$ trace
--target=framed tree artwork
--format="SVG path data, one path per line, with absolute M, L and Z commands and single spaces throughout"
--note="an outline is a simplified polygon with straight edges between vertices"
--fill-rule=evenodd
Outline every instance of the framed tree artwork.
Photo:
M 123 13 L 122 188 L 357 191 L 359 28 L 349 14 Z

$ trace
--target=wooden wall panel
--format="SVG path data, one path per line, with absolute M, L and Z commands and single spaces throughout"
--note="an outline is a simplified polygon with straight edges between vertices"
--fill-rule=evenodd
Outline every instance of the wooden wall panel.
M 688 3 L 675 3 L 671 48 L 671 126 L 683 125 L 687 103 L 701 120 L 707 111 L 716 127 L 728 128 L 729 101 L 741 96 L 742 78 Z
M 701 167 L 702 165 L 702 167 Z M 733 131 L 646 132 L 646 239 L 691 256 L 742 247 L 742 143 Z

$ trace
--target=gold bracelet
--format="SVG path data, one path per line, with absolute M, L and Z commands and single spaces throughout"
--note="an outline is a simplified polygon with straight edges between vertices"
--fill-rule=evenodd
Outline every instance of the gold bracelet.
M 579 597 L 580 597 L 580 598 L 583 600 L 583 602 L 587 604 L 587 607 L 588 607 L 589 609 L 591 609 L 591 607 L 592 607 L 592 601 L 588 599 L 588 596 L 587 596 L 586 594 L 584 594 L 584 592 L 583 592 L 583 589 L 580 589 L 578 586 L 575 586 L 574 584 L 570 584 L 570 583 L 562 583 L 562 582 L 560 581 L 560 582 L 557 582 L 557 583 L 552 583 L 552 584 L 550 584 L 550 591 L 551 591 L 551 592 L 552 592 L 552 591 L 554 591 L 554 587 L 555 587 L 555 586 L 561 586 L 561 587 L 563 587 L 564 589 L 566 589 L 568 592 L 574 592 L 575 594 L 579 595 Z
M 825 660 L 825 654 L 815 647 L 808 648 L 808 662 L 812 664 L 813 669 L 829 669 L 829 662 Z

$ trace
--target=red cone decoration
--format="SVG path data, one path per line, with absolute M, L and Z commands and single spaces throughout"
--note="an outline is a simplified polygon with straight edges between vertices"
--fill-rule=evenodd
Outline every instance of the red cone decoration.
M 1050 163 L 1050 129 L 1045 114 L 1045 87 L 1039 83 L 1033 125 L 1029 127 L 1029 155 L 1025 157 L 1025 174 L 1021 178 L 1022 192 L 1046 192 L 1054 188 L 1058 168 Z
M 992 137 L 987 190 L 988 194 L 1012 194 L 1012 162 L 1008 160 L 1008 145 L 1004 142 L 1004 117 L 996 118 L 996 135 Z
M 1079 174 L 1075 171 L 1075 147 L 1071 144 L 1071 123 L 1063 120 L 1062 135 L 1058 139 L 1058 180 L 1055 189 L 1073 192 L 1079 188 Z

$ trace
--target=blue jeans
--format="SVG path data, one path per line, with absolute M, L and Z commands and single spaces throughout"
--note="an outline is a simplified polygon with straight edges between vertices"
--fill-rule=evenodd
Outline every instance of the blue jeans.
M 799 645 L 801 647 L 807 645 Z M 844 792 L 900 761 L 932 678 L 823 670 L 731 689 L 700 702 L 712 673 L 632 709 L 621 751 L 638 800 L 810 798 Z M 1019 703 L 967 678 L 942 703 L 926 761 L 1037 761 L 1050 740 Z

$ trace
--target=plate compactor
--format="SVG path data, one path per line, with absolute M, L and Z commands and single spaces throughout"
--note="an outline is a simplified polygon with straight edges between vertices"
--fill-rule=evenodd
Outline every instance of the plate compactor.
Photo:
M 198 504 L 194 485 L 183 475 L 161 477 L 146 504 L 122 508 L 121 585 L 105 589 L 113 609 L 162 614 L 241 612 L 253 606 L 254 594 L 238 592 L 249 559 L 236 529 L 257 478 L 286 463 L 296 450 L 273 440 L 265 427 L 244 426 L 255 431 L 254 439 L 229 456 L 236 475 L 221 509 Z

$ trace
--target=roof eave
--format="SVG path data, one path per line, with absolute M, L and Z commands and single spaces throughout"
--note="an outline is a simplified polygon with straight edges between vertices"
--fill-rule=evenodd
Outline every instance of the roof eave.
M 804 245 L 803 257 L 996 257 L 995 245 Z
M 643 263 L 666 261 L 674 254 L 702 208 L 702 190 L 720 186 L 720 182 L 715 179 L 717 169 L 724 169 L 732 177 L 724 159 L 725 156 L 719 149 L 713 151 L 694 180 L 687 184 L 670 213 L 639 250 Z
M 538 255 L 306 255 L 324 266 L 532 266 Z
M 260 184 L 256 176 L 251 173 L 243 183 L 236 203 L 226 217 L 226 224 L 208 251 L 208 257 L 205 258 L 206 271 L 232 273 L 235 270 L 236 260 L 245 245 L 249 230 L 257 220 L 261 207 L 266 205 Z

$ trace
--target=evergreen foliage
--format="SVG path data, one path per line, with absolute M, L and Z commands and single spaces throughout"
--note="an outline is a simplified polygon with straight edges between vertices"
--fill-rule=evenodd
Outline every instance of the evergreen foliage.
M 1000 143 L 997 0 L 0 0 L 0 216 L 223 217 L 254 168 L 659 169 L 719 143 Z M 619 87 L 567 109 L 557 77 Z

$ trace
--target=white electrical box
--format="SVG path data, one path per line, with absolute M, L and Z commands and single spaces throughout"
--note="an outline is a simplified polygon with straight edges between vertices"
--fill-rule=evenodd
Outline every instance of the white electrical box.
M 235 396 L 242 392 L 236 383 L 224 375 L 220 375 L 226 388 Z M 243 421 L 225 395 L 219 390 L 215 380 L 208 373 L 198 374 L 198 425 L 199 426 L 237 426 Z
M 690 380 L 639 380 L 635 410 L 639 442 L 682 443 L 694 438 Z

......

Task details:
Determine how many lines in the records above have the string "artwork". Only the number should be returned.

Task result:
2